Requirements: Print the line that contains "If you could tag each instance of the woman in pink" and every line after it through the last line of the records below, exactly as written and nothing else.
[The records start]
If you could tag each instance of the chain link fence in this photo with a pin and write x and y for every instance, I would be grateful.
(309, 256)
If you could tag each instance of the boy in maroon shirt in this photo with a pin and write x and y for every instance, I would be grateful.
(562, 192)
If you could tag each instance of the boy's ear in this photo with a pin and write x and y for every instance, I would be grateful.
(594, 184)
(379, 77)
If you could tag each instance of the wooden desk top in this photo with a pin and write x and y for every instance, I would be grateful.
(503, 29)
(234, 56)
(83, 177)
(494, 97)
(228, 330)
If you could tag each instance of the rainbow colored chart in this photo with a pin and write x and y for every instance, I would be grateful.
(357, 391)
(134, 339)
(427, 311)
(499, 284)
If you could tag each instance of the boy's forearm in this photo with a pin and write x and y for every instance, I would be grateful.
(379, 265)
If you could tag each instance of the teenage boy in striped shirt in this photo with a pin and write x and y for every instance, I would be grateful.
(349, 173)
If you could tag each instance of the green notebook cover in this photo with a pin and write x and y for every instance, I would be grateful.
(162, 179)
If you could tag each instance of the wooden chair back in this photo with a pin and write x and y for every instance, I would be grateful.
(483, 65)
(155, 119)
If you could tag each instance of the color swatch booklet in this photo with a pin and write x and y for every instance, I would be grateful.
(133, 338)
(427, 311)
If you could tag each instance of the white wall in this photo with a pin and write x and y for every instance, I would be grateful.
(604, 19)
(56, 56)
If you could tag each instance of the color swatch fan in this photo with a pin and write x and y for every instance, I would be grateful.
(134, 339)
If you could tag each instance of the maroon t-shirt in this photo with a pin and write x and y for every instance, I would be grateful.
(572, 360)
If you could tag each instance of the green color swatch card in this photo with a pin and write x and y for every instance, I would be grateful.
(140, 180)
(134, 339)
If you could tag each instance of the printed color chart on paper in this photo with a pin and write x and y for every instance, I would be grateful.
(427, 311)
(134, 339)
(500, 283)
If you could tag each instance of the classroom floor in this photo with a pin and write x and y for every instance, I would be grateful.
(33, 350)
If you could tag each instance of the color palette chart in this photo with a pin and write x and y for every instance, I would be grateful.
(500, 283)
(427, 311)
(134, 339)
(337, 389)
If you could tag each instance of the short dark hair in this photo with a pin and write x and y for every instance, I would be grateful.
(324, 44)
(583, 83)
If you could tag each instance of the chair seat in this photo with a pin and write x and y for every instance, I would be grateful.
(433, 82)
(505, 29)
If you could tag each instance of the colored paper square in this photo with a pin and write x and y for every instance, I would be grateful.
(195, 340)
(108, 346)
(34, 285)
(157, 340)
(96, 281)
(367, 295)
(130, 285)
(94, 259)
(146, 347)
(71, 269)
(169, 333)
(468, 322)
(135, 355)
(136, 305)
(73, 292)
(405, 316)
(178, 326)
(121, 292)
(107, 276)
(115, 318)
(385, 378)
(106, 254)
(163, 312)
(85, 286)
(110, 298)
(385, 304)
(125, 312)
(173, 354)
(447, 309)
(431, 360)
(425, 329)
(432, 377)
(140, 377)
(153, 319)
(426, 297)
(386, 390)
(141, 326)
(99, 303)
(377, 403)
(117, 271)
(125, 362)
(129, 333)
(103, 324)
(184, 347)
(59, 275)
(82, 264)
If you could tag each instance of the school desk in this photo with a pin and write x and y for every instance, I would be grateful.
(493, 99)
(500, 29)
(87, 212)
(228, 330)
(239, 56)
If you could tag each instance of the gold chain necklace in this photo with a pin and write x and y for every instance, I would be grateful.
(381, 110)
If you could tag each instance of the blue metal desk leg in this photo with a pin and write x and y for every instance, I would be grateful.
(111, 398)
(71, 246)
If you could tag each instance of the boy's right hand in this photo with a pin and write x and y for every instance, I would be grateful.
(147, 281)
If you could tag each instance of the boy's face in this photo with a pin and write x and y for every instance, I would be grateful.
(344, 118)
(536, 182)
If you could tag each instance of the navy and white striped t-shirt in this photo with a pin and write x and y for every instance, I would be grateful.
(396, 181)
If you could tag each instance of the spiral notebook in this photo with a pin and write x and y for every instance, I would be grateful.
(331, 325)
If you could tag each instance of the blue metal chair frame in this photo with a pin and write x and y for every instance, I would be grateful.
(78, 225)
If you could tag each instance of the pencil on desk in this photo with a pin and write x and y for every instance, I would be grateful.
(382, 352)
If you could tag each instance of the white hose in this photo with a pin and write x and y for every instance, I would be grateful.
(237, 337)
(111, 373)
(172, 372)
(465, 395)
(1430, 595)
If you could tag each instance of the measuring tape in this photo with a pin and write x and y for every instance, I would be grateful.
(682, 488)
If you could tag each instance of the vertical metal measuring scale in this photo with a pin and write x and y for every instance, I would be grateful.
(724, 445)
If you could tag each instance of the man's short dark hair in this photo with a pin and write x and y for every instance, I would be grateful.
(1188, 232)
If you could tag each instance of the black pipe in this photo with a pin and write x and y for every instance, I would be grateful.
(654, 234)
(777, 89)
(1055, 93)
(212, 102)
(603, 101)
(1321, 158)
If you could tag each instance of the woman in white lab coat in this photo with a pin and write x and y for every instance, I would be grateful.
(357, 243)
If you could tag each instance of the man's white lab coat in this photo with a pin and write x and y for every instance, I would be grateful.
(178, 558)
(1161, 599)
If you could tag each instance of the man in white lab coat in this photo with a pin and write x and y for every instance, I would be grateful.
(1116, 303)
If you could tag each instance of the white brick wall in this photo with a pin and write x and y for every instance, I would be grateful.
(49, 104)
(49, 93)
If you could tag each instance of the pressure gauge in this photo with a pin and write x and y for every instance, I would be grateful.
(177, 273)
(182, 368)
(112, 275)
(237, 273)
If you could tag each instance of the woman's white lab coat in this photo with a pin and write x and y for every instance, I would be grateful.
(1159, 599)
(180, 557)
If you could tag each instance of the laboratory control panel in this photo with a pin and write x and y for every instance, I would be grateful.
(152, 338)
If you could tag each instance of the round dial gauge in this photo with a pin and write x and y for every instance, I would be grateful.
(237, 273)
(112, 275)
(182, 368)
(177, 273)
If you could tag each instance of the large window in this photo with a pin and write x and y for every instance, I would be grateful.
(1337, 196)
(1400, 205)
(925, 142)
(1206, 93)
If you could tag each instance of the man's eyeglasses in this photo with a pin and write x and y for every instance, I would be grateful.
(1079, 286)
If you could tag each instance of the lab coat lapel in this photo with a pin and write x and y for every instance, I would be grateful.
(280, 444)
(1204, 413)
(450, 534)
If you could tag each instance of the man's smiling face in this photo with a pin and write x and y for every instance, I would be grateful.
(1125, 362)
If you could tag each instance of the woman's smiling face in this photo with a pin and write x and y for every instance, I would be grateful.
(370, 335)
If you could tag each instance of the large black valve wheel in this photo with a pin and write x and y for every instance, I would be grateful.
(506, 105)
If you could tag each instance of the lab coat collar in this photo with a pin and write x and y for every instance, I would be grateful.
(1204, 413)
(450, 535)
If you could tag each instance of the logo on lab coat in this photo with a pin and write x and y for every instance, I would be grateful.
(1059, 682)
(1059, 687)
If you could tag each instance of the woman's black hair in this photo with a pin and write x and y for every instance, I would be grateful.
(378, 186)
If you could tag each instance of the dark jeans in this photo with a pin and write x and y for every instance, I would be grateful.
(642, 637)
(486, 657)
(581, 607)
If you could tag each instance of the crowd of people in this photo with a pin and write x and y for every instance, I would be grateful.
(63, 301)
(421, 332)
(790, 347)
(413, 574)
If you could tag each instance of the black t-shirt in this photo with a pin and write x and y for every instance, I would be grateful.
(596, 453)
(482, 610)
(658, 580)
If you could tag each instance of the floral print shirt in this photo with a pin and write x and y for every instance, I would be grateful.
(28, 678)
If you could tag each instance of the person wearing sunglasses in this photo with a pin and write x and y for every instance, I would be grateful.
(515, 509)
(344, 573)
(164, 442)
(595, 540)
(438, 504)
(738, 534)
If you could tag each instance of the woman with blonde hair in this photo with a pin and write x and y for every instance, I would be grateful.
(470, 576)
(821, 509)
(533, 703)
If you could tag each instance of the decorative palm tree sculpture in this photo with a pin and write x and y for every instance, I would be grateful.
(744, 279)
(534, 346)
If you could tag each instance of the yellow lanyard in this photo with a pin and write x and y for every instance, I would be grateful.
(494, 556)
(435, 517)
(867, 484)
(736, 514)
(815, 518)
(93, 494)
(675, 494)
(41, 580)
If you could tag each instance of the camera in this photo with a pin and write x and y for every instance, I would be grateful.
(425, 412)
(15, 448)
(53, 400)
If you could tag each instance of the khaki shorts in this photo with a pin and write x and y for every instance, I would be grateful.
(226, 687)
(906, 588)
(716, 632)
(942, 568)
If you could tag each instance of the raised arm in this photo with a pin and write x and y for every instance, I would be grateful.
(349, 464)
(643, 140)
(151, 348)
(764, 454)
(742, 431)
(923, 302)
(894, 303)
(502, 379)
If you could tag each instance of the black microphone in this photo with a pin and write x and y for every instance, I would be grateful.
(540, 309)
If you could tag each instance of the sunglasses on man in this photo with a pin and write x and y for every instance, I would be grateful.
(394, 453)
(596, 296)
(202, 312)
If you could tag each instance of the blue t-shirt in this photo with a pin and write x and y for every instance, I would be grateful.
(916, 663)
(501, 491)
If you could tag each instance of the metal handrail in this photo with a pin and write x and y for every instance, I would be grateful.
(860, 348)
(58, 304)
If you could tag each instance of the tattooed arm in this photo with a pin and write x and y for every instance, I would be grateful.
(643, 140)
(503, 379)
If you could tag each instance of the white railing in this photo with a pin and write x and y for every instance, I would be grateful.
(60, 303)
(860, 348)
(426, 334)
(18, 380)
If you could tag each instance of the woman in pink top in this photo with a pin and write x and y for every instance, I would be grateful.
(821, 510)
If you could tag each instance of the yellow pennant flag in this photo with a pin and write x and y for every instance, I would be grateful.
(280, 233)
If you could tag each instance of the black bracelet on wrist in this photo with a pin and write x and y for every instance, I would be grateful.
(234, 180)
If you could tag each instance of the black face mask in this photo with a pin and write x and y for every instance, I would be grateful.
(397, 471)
[The records end]
Solution to the exercise:
If you could tag each instance of the woman in pink top in this photo with a pin and write x and y for every instance, I would be grateful.
(821, 510)
If you could tag each instance of the yellow pennant flag in this photo with a pin and write x and y for every instance, I would be grateful.
(280, 233)
If you could tag each instance of the black bracelet on wrist in this photo with a pin and write x and y for every instance, I would be grateful.
(234, 180)
If you could tag each instance of the black face mask in this photo with a pin and write x and y for every instance, I would be grateful.
(397, 471)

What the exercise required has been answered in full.